Which lines in the records below contain the word "woman", matching case exactly? Copy each of those lines in full.

━━━ Available data ━━━

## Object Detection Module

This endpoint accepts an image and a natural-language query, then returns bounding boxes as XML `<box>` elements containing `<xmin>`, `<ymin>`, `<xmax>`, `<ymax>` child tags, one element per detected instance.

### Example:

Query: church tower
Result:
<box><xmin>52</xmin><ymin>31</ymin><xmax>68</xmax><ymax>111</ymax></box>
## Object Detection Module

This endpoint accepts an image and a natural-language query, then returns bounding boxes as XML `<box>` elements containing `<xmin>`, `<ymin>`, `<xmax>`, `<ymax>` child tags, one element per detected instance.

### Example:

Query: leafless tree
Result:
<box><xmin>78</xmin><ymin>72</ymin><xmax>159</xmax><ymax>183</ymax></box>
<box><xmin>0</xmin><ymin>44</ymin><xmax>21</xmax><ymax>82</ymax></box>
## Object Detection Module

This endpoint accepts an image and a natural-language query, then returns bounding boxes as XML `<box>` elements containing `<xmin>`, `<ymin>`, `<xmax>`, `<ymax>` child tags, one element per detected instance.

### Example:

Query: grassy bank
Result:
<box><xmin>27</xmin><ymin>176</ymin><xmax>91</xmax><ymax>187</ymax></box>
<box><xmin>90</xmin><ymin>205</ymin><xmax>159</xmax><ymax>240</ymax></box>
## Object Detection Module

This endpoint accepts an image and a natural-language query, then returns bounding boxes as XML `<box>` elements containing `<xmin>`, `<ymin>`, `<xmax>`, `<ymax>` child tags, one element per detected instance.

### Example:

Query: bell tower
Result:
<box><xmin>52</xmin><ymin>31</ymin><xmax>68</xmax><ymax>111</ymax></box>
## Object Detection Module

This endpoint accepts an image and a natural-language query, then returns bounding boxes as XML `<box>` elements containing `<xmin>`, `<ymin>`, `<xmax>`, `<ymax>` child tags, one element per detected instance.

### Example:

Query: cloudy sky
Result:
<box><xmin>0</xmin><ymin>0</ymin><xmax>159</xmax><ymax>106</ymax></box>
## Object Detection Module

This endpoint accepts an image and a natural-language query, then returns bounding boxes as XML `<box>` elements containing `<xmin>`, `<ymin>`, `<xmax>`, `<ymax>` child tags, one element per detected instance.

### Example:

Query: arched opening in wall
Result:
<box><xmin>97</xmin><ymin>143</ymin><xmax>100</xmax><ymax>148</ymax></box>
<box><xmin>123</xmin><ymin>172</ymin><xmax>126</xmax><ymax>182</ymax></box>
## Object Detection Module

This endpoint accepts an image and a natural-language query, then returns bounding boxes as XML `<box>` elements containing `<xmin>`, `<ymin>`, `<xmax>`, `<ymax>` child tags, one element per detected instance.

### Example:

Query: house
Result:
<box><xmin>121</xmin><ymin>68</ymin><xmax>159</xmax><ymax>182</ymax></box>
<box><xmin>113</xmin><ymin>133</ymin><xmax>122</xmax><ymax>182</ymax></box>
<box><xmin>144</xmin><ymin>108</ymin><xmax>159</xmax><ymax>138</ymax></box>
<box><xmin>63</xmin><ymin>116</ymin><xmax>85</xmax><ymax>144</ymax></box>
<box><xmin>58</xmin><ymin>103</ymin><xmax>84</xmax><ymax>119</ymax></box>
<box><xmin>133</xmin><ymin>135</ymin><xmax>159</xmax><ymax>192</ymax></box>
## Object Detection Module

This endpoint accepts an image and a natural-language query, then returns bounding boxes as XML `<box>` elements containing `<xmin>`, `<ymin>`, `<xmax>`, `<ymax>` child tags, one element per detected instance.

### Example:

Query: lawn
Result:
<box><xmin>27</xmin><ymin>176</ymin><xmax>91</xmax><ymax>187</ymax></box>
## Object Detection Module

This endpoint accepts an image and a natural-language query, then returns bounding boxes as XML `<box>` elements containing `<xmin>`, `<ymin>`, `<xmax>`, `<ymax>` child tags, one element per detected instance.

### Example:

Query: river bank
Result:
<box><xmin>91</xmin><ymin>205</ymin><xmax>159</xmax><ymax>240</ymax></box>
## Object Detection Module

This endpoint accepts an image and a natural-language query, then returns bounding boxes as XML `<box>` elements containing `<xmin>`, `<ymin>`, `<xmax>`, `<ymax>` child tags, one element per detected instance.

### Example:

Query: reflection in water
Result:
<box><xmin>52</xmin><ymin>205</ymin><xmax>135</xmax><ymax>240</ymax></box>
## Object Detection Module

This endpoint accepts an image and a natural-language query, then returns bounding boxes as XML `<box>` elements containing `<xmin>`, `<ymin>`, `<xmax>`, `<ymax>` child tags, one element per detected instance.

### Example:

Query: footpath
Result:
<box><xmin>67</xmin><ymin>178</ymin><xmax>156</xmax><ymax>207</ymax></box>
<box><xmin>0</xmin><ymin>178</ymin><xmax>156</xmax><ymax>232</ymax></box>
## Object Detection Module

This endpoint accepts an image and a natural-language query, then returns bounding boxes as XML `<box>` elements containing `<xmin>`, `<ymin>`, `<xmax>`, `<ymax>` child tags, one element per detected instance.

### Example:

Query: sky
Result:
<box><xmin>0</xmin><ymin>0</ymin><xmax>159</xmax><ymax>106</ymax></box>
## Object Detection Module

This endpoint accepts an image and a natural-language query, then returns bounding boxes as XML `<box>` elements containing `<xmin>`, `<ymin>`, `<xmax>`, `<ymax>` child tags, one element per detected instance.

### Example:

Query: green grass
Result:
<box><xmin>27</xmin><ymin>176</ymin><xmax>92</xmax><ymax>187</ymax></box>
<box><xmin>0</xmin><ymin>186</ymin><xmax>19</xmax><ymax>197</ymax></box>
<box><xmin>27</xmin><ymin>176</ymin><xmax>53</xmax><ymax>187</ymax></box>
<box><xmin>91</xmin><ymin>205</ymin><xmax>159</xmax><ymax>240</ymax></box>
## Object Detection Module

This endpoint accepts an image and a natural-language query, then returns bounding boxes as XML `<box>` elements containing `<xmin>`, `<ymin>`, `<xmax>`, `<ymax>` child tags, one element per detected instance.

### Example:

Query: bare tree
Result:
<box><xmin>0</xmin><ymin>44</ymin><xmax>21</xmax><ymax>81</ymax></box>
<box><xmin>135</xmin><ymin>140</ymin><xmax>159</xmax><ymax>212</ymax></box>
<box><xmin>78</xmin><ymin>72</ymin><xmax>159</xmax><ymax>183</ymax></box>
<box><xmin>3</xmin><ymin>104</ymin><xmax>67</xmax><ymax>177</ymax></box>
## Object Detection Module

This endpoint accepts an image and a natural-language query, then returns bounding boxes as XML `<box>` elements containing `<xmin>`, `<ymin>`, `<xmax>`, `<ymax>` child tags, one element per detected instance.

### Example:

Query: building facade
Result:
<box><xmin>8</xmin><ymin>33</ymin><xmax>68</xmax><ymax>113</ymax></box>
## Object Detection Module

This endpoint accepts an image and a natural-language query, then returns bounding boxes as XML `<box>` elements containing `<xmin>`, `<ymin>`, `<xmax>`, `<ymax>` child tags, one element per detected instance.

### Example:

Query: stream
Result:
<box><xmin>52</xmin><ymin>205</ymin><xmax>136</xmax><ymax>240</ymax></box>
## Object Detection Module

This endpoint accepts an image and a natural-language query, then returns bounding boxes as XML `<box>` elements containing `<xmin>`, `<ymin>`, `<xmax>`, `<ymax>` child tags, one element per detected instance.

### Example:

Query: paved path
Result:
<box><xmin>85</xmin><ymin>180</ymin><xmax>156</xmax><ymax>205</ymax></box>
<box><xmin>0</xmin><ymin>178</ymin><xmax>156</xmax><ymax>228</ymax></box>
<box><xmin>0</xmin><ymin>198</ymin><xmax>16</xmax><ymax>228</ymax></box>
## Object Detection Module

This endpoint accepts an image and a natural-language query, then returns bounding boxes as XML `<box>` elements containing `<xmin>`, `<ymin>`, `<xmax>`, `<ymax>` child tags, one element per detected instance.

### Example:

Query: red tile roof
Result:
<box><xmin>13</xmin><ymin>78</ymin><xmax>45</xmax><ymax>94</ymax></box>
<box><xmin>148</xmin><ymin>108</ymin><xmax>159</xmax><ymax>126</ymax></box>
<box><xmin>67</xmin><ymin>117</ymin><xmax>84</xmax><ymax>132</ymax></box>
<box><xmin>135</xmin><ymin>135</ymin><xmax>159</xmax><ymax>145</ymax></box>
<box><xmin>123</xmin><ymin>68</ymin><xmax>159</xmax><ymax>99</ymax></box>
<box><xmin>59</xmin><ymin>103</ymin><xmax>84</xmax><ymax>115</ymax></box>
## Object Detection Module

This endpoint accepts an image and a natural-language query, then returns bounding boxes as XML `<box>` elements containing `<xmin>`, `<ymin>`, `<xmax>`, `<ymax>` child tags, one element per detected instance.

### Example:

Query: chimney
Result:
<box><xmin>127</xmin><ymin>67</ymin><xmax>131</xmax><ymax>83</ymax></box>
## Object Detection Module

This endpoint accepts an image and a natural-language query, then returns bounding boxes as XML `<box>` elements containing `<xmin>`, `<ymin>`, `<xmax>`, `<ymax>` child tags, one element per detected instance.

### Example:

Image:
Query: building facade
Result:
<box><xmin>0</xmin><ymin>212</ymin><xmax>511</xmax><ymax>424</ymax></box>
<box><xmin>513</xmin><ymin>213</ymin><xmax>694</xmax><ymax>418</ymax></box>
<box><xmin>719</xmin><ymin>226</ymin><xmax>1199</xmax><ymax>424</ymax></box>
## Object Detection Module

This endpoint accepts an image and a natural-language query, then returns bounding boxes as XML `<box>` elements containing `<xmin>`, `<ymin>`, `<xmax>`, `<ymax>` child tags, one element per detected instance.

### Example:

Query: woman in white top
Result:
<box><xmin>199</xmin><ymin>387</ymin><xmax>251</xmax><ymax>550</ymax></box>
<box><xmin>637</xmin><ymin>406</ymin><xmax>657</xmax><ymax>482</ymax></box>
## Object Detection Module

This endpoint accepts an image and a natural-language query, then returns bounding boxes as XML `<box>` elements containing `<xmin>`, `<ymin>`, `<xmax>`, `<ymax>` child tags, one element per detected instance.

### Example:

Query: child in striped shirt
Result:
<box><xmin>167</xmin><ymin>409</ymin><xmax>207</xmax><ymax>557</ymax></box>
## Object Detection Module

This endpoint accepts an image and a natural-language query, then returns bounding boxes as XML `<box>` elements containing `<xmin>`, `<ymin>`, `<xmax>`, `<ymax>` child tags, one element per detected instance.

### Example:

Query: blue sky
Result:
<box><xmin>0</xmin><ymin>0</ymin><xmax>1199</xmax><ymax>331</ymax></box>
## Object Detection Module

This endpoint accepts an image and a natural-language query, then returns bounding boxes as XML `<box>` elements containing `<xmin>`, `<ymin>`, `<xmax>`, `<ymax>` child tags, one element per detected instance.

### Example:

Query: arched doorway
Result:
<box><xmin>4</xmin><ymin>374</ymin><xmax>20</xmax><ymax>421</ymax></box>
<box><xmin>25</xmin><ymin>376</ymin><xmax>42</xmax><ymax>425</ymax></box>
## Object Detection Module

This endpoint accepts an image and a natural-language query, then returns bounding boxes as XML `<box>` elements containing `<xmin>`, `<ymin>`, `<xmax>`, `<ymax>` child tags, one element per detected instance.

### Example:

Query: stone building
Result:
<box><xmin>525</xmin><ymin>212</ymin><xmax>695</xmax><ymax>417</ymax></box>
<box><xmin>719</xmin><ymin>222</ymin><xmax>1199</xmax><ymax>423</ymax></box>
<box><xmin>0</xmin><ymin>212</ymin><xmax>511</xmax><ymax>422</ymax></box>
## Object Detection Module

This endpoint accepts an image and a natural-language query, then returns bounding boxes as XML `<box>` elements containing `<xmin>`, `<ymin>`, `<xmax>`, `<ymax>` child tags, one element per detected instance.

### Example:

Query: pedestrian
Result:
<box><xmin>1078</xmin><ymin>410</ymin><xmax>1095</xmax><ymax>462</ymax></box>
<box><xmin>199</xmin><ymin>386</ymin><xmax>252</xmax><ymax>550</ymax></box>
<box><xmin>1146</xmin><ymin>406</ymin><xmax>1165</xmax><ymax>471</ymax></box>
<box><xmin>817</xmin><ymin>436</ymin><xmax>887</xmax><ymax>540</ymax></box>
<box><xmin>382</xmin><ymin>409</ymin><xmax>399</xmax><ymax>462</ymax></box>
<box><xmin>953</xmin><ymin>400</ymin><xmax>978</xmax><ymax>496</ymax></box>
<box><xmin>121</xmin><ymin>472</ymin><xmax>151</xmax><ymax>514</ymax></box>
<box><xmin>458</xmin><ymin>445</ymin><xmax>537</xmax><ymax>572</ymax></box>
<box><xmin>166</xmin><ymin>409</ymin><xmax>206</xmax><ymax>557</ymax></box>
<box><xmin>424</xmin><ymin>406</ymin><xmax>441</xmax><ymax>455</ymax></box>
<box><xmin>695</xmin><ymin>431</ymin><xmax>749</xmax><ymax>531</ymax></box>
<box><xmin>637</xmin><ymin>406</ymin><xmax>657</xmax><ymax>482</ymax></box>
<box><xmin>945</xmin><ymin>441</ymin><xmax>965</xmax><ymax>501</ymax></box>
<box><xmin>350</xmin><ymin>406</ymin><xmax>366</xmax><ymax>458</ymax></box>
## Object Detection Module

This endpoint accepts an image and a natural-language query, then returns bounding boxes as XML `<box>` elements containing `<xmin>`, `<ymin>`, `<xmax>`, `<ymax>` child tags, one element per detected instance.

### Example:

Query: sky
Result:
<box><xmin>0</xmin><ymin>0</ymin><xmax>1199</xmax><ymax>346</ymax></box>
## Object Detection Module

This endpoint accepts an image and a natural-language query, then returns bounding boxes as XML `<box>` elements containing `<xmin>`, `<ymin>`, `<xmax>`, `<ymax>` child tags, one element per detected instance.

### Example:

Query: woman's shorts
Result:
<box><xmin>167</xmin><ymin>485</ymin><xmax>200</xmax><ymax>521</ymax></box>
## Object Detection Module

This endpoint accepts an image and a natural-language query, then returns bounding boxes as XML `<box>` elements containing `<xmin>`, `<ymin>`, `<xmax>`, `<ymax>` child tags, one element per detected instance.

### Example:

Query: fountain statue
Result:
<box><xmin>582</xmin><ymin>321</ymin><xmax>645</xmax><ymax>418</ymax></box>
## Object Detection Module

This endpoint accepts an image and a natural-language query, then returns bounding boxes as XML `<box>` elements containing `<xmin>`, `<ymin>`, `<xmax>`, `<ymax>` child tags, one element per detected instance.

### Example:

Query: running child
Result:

━━━

**Response below:**
Query: woman in white top
Query: woman's shorts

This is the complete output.